* What to do: Write out the listing again, exactly as it appears below.
• • • • •
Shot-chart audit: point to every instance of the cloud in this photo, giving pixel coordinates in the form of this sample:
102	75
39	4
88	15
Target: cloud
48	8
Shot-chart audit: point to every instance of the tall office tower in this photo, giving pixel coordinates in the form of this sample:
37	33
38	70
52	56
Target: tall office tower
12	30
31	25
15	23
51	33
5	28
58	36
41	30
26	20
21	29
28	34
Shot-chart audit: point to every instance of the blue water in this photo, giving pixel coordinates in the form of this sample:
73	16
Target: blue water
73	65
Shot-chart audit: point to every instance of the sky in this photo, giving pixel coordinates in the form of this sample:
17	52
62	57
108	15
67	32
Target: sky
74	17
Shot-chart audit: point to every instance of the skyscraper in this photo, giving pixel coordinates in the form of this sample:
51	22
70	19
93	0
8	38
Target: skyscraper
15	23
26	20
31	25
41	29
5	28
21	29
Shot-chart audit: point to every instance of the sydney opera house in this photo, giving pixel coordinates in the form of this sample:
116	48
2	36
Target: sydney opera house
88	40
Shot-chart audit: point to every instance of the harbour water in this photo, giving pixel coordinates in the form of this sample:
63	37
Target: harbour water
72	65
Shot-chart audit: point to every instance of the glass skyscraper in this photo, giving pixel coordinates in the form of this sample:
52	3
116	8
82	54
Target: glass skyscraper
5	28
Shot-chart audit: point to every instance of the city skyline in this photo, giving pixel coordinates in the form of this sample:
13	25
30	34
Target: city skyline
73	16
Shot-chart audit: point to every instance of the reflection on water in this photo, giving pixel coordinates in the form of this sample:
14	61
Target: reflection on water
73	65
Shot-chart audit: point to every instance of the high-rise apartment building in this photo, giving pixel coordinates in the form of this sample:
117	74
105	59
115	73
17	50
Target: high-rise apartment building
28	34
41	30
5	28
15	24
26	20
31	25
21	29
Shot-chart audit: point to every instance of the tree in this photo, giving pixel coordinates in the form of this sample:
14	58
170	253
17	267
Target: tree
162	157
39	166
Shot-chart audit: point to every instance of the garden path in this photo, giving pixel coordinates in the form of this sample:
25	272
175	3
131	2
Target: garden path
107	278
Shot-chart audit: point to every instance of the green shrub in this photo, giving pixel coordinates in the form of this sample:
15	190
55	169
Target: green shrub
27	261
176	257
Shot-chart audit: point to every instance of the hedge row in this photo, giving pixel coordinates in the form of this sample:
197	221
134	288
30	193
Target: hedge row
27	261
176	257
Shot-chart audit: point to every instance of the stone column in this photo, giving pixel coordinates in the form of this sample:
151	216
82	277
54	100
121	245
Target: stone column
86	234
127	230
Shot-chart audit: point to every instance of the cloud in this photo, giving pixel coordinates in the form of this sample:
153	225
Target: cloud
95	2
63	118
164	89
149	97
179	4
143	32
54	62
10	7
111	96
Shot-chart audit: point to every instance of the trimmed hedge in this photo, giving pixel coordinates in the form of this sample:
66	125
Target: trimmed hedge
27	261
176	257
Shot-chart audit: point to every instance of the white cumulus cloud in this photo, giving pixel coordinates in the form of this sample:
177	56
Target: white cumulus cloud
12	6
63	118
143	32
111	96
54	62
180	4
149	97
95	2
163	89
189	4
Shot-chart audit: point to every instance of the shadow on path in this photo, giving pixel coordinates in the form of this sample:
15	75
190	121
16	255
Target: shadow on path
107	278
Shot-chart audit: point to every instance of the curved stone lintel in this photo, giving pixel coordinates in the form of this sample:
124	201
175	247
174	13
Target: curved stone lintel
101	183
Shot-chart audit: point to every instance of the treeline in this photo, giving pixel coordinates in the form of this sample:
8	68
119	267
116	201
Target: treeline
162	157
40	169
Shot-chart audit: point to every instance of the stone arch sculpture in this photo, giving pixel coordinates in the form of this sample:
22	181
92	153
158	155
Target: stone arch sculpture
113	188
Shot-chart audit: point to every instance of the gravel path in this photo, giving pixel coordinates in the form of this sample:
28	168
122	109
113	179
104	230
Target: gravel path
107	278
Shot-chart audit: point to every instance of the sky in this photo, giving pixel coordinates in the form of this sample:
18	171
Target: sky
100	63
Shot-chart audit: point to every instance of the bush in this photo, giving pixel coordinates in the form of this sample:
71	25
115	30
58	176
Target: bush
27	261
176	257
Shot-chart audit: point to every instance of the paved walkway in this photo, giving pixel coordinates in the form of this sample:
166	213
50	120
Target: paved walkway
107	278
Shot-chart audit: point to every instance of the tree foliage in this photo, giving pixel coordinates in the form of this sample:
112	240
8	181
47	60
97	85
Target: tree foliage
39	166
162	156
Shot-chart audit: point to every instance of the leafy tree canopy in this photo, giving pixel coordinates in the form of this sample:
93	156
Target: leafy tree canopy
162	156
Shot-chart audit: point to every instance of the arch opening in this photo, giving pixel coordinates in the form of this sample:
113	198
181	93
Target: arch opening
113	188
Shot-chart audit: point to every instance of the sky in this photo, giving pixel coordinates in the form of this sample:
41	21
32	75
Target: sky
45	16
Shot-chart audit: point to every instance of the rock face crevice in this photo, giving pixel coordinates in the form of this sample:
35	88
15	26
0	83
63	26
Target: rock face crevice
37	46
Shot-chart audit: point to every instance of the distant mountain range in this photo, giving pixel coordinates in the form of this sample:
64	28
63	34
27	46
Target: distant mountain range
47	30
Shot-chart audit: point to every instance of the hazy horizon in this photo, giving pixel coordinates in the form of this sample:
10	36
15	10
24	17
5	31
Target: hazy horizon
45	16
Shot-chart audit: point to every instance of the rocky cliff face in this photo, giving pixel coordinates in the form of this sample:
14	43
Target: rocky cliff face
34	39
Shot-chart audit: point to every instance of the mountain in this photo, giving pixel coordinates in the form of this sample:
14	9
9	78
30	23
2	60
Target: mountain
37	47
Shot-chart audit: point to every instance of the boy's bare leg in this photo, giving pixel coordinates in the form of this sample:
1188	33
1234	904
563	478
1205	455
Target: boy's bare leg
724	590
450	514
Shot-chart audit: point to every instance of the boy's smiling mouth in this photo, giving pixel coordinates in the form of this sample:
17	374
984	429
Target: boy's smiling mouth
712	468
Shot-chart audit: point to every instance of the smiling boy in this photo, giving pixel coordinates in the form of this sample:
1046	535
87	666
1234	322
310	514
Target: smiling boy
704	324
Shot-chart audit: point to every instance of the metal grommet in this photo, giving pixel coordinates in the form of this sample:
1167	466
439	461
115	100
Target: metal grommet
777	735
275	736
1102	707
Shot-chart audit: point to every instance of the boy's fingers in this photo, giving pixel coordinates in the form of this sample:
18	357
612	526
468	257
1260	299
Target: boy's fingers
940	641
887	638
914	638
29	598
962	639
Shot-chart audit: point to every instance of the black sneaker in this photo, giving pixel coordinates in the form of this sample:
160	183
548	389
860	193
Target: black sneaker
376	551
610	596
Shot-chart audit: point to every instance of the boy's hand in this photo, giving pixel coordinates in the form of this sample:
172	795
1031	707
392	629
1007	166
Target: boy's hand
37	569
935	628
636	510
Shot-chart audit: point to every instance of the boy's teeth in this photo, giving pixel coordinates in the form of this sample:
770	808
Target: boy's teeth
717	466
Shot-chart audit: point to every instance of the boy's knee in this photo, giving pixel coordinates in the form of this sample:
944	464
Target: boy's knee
• • • • •
* Task result:
Shot-chart audit: point to every instance of the cloud in this photo, giving pixel coordinates in the form of this sample:
102	75
39	4
88	15
Target: cloud
48	8
Shot-chart audit: point to every instance of the tall office tower in this photo, giving pixel coordinates in the form of this sample:
37	33
38	70
52	56
Target: tall office tower
12	30
31	25
15	23
51	33
5	28
58	36
41	30
26	20
21	29
28	34
Shot-chart audit: point to every instance of the blue water in this photo, giving pixel coordinates in the form of this sample:
73	16
Target: blue water
73	65
Shot-chart audit: point to every instance of the sky in this photo, giving pixel coordinates in the form of this sample:
17	52
62	57
108	15
67	32
Target: sky
74	17
Shot-chart audit: point to every instance of the skyscraper in this photo, giving pixel coordinates in the form of this sample:
51	22
70	19
93	0
8	38
Target: skyscraper
15	23
26	20
31	25
41	29
5	28
21	29
Shot-chart audit: point to every instance of the sydney opera house in this photo, giving pixel coordinates in the form of this sample:
116	48
2	36
Target: sydney opera house
88	40
Shot-chart audit: point to every instance of the harbour water in this photo, giving pixel coordinates in the form of this sample:
63	37
Target: harbour water
72	65
Shot-chart audit: point to every instance of the glass skyscraper in this photo, giving pixel coordinates in the form of this sample:
52	3
116	8
82	54
Target: glass skyscraper
5	28
Shot-chart audit: point to every instance of the city skyline in this photo, giving pixel coordinates in the form of this sample:
13	25
30	34
Target: city skyline
73	16
Shot-chart audit: point to every instance of the reflection on water in this photo, giving pixel coordinates in the form of this sample:
14	61
Target: reflection on water
73	65
Shot-chart audit: point to every instance of the high-rise apartment building in this photo, giving pixel coordinates in the form of this sample:
117	74
105	59
115	73
17	50
Target: high-rise apartment building
28	34
41	30
5	28
15	24
26	20
31	25
21	29
Shot-chart audit: point to every instance of the tree in this photo, giving pixel coordinates in the form of this sample:
14	58
170	253
17	267
Target: tree
162	157
39	166
Shot-chart audit: point to every instance of the garden path in this photo, giving pixel coordinates in the form of this sample:
25	272
175	3
131	2
Target: garden path
107	278
Shot-chart audit: point to every instance of the green shrub in this photo, giving pixel coordinates in the form of this sample:
15	190
55	169
Target: green shrub
27	261
176	257
Shot-chart audit: point to every instance of the hedge row in this photo, giving pixel coordinates in the form of this sample:
197	221
134	288
30	193
Target: hedge row
27	261
176	257
Shot-chart audit: point to every instance of the stone column in this photo, giving pixel coordinates in the form of this sample:
151	216
82	277
54	100
121	245
Target: stone column
86	234
127	230
Shot-chart audit: point to every instance of the cloud in this photo, giving pixel coordinates in the form of this sample:
153	225
Target: cloud
95	2
63	118
164	89
149	97
179	4
143	32
54	62
10	7
111	96
Shot-chart audit: point to every instance of the trimmed hedge in this photo, giving pixel coordinates in the form of this sample:
66	125
Target: trimmed hedge
27	261
176	257
Shot-chart audit: point to every instance of the white cumulus cloud in this photo, giving pixel coordinates in the form of this sample:
177	56
Target: white cumulus cloud
12	6
63	118
143	32
111	96
54	62
180	4
149	97
95	2
163	89
189	4
Shot-chart audit: point to every instance of the shadow on path in this photo, giving pixel coordinates in the form of this sample:
15	75
190	121
16	255
Target: shadow on path
107	278
Shot-chart audit: point to every instance of the curved stone lintel in this photo, giving pixel coordinates in the form of this sample:
124	201
175	247
174	13
Target: curved stone lintel
101	183
Shot-chart audit: point to every instance of the treeline in this photo, giving pixel coordinates in the form of this sample:
8	68
119	267
116	201
Target: treeline
162	157
40	169
Shot-chart audit: point to every instance of the stone arch sculpture in this photo, giving pixel coordinates in the form of this sample:
22	181
92	153
158	155
Target: stone arch sculpture
113	188
Shot-chart audit: point to every instance of the gravel path in this photo, giving pixel coordinates in the form of this sample:
28	168
122	109
113	179
104	230
Target: gravel path
107	278
Shot-chart audit: point to every instance of the sky in this photo, giving pixel coordinates in the form of this sample:
18	171
Target: sky
100	63
Shot-chart audit: point to every instance of the bush in this photo, giving pixel coordinates in the form of this sample:
71	25
115	30
58	176
Target: bush
27	261
176	257
Shot-chart audit: point to every instance of the paved walkway in this photo, giving pixel coordinates in the form of this sample:
166	213
50	120
Target: paved walkway
107	278
Shot-chart audit: point to every instance of the tree foliage in this photo, giving pixel coordinates in the form of this sample:
112	240
8	181
47	60
97	85
Target: tree foliage
39	166
162	156
Shot-chart audit: point to every instance of the leafy tree canopy in this photo, giving pixel coordinates in the form of this sample:
93	156
Target: leafy tree canopy
162	156
Shot-chart audit: point to every instance of the arch opening in this photo, giving pixel coordinates in the form of this sample:
113	198
181	93
Target: arch opening
113	188
Shot-chart audit: point to every instance of the sky in this photo, giving pixel coordinates in the form of this sample:
41	21
32	75
Target: sky
45	16
Shot-chart audit: point to every instance of the rock face crevice in this photo, giving pixel coordinates in the form of this sample:
35	88
15	26
0	83
63	26
Target: rock face crevice
37	46
Shot-chart audit: point to every instance of the distant mountain range in this photo, giving pixel coordinates in the form of this sample:
64	28
63	34
27	46
Target: distant mountain range
47	30
Shot-chart audit: point to every instance of the hazy horizon in this photo, giving pixel coordinates in the form of this sample:
10	36
15	10
24	17
5	31
Target: hazy horizon
45	16
Shot-chart audit: point to every instance of the rocky cliff face in this photo, giving pixel coordinates in the form of this sample:
14	43
Target: rocky cliff face
34	39
Shot-chart audit: point to every instance of the mountain in this photo, giving pixel coordinates in the form of this sample:
14	9
9	78
30	23
2	60
Target: mountain
37	47
Shot-chart audit: point to every instance of the boy's bare leg in this photo, giving pixel coordinates in the form of this sample:
1188	33
1234	904
563	478
1205	455
Target: boy's bare leg
724	590
450	514
Shot-chart audit: point to every instance of the boy's smiling mouth in this photo, giving pixel coordinates in the form of this sample:
17	374
984	429
Target: boy's smiling mouth
712	468
Shot-chart audit: point to every instance of the smiling boy in this photo, giving pixel coordinates in the form of this sample:
1046	535
87	666
1234	322
310	514
Target: smiling boy
704	324
Shot-chart audit: point to every instance of the metal grommet in this photo, giving pixel coordinates in the form of this sample:
1167	466
439	461
115	100
Target: metal grommet
777	735
275	736
1102	707
Shot-chart audit: point to every instance of the boy's fingers in this photo, giving pixel coordinates in the form of this sample:
18	357
612	526
468	257
1260	299
Target: boy's fingers
940	641
887	638
914	638
29	598
962	639
Shot-chart audit: point to every instance of the black sneaker in this photo, giving pixel coordinates in the form of this sample:
160	183
548	389
860	193
Target: black sneaker
376	551
610	596
Shot-chart audit: point to every instance of the boy's hand in this photo, giving pixel coordinates in the form of this sample:
172	795
1031	707
392	629
1007	166
Target: boy's hand
37	569
935	628
636	510
Shot-chart audit: point to every instance of the boy's teeth in this photo, giving pixel coordinates in the form of this sample:
770	808
Target: boy's teeth
717	466
Shot-chart audit: point to every instance of the boy's knee in this photo, giving pixel coordinates in the form of this sample:
944	464
Target: boy's knee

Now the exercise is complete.